SELECTED PASSAGE:
# Paris-Nice *SPOILER*



## Flying_Monkey (3 Mar 2011)

It's that time of year again, and it seems to have come so soon. I love Paris-Nice. I love it not just because it can be an early form guide to the Grand Tours (which it isn't always in any case), but mainly for itself. I always hope that it's a race that will be won by someone who also loves it for itself, and not just as a stepping stone to 'bigger and better things'.

So who do people fancy this year?


----------



## montage (3 Mar 2011)

Spartacus.


Edit:.....mistook this for Paris-Roubaix....not sure why...I hang my head in shame.
Not sure what the profile is like, but I'm going to go with Sammy Sanchez


----------



## sparty69 (3 Mar 2011)

montage said:


> Spartacus.



Eh?, as far as I'm aware I'm not in it!!


----------



## 531c (3 Mar 2011)

Flying_Monkey said:


> I love Paris-Nice.



Totally agree. It's my favourite race of the year, symbolic of the end of Winter and the arrival of Spring.

I'd like to see Nicolas Roche win. It's exactly 30 years since Roche senior signalled his arrival on the pro scene by winning the race.


----------



## fozzy (3 Mar 2011)

please, please, please mr wiggins or mr thomas, they have to have a chance don't they?


----------



## Flying_Monkey (4 Mar 2011)

I'd like Roche to win, but I think this one might be perfect for Peter Sagan. He's on awesome form right now. 

Sky seem to have an early iteration of what might be their TdF squad with new climber, Rigoberto Uran, and also Xabier Echaide, alongside Wiggins, Thomas and co. Only Jeremy Hunt I can't really see being in the TdF squad when it comes down to it.


----------



## raindog (4 Mar 2011)

I was wondering why Berto isn't riding - anyone got any news? Maybe he's not welcome?

I'll be going to watch the TT next friday with a couple of pals - we'll ride part of the course before they close the road - can't wait.


----------



## rich p (4 Mar 2011)

I'll put my £1 on Tony Martin but it's the sort of race that Wiggins should be doing well in.


----------



## raindog (5 Mar 2011)

I reckon Sagan will take tomorrow's opening stage.


----------



## ColinJ (5 Mar 2011)

Ooh, thanks for the reminder. I'd better fire up my old analogue satellite system and set the PVR to record tomorrow's stage while I'm out on a forum ride!


----------



## Keith Oates (5 Mar 2011)

I'd like to see Wiggins do well but I don't have a good feeling about this current form!!!!!!!!!!!!!!!!!!!!!!!!!!!!


----------



## Dave_1 (6 Mar 2011)

Flying_Monkey said:


> I'd like Roche to win, but I think this one might be perfect for Peter Sagan. He's on awesome form right now.

DATA SECTION:
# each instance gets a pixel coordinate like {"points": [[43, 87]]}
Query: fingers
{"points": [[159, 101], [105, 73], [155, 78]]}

INSTRUCTION 1: Decide whether each statement agrees with the Paris-Nice thread. For each, answer yes or no and quote the deciding words. (a) 531c says it is exactly 30 years since Roche senior won the race. (b) Flying_Monkey expects Jeremy Hunt to be in Sky's TdF squad. (c) rich p puts his £1 on Wiggins.
INSTRUCTION 2: Translate this sentence from the Paris-Nice thread into French: "It's my favourite race of the year, symbolic of the end of Winter and the arrival of Spring."
INSTRUCTION 3: Carry on the Paris-Nice thread beyond its final line.

EXPECTED ANSWER 1:
(a) Yes: "It's exactly 30 years since Roche senior signalled his arrival on the pro scene by winning the race."
(b) No: "Only Jeremy Hunt I can't really see being in the TdF squad when it comes down to it."
(c) No: "I'll put my £1 on Tony Martin"

EXPECTED ANSWER 2: C'est ma course préférée de l'année, symbole de la fin de l'hiver et de l'arrivée du printemps.

EXPECTED ANSWER 3:
> 
> Sky seem to have an early iteration of what might be their TdF squad with new climber, Rigoberto Uran, and also Xabier Echaide, alongside Wiggins, Thomas and co. Only Jeremy Hunt I can't really see being in the TdF squad when it comes down to it.



FM, I think Hunt might be viable for a TDF place..if they're taking the focus off Wiggins then they will likely need someone like Hunt. I think if he goes well in the March classics he could be seen sheltering some sky big hitters on non-mountain stages of TDF? Hope so...am jst guessing at sky's planning


----------



## ColinJ (6 Mar 2011)

I had a look at the listings and thought that International Eurosport weren't showing it. Turns out that the Germans in charge of the Astra satellite prefer to watch Handball! However, highlights of stage 1 are being shown tonight. That'll do me. Normal coverage will be 90 minutes every afternoon during the week.

I'm looking forward to this!


----------



## iAmiAdam (6 Mar 2011)

De Gendt takes no.1 I wouldn't of bet on anything other than Voigt in the last two kms of that, Great win there.


----------



## raindog (6 Mar 2011)

Yeah, and it's nice to see a break go all the way, especially into that headwind.


----------



## iAmiAdam (6 Mar 2011)

It was more of a 'what the hell' counter attack and a poorly planned reel in that no team wanted to take up.


----------



## Keith Oates (6 Mar 2011)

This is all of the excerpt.